(Task statement):
Reproduce the records starting at the line that contains "of the utility" and running to the last line, exactly and in full.

(Data to examine):
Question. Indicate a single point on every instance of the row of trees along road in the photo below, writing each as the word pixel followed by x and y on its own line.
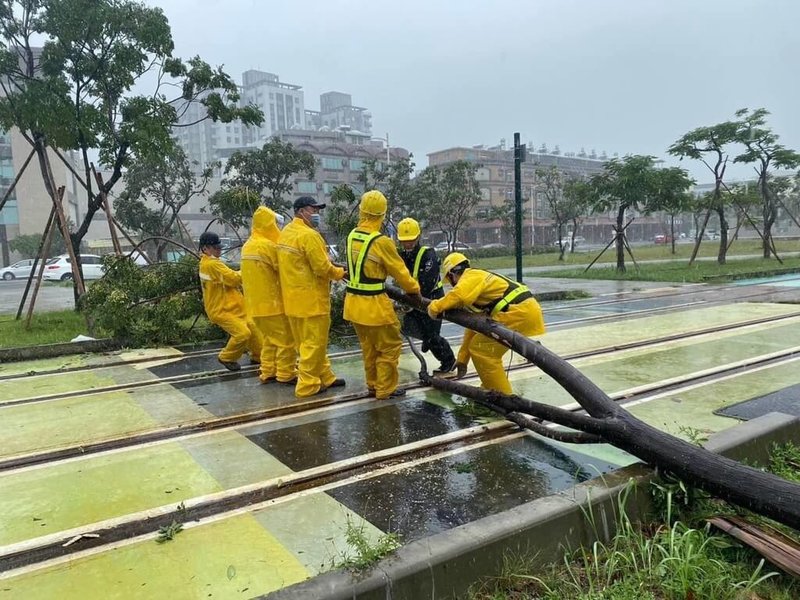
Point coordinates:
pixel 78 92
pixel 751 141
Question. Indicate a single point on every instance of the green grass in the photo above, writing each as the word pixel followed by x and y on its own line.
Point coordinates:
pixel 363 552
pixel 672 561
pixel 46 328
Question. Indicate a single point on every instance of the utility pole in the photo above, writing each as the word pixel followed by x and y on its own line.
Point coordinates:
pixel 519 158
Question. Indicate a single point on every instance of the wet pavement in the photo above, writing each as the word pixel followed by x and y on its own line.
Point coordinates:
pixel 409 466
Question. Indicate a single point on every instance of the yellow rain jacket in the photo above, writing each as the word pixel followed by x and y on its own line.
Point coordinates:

(Exercise solution):
Question. Indicate a single point on every instance of the utility pole in the photo above, writing each as the word pixel followed by x and y on its own line.
Point coordinates:
pixel 519 158
Question. Indicate a single point on every instance of the wet pavement in the photo above, writing each as the word pixel followed by x and y on its own line.
Point coordinates:
pixel 409 466
Question. Indicate a single point on every instance of the yellow rain jacket in the photo above, writing each as the word pixel followed by x and y on its own line.
Point coordinates:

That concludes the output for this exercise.